This approach to professional education is becoming more common in public relations, but it is not found universally. There are several reasons. Academics often conduct research that has little relevance to practice, and professionals ignore it. Many practitioners have little formal knowledge of public relations, make little attempt to gain it, and badmouth it to others. Other practitioners learn outmoded ideas from each other and pass them on to client organizations. That explains why the press agentry model, which is the least effective and ethical, is still probably the model most practiced around the world. For these reasons, there often is a gap between academic education and professional practice. I have seen notable progress in my 65 years of public relations practice and education. Nevertheless, we still have work to do.
The Future of Public Relations
Finally, in an era marked by rapid technological transformation, how do you envision the future of public relations? Which research areas should the next generation of scholars focus on?
I think there is little question that digital and social media along with artificial intelligence will dominate the future of public relations. Scholars already are devoting a great deal of attention to these new forms of communication. At the same time, I don’t think these new technologies make our best current public relations theories outmoded.
Unfortunately, these technologies can be used for ineffective and unethical public relations, just like old technologies. They also can be used to implement theories such as the Excellence theory. I have become excited about artificial intelligence, for example, just from my personal use. It is a wonderful way to explore several sources to learn what publics are experiencing and the problems they face. Thus, AI can be used for research. It also can be used to monitor the ethics and social responsibility of organizations. At the same time, we have seen that the new technologies can be used for similar purposes as old technologies were used in ineffective, unethical, and irresponsible public relations practice. Therefore, we need ethics scholars and critical scholars to continue to shine light on these practices.

Location identification records:
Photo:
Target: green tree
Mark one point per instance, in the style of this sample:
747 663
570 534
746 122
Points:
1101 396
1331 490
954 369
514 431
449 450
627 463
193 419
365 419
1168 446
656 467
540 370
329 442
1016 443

Instruction: Decide whether each statement agrees with the public relations text, answering yes or no and quoting the text's deciding words exactly. 1. The press agentry model is described as the most effective model. 2. The text holds that new technologies make the best current public relations theories outmoded. 3. The text says AI can be used to monitor the ethics and social responsibility of organizations. The records are separate material, unrelated to the public relations text.

Task response:
1. No: "the press agentry model, which is the least effective and ethical"
2. No: "I don’t think these new technologies make our best current public relations theories outmoded."
3. Yes: "It also can be used to monitor the ethics and social responsibility of organizations."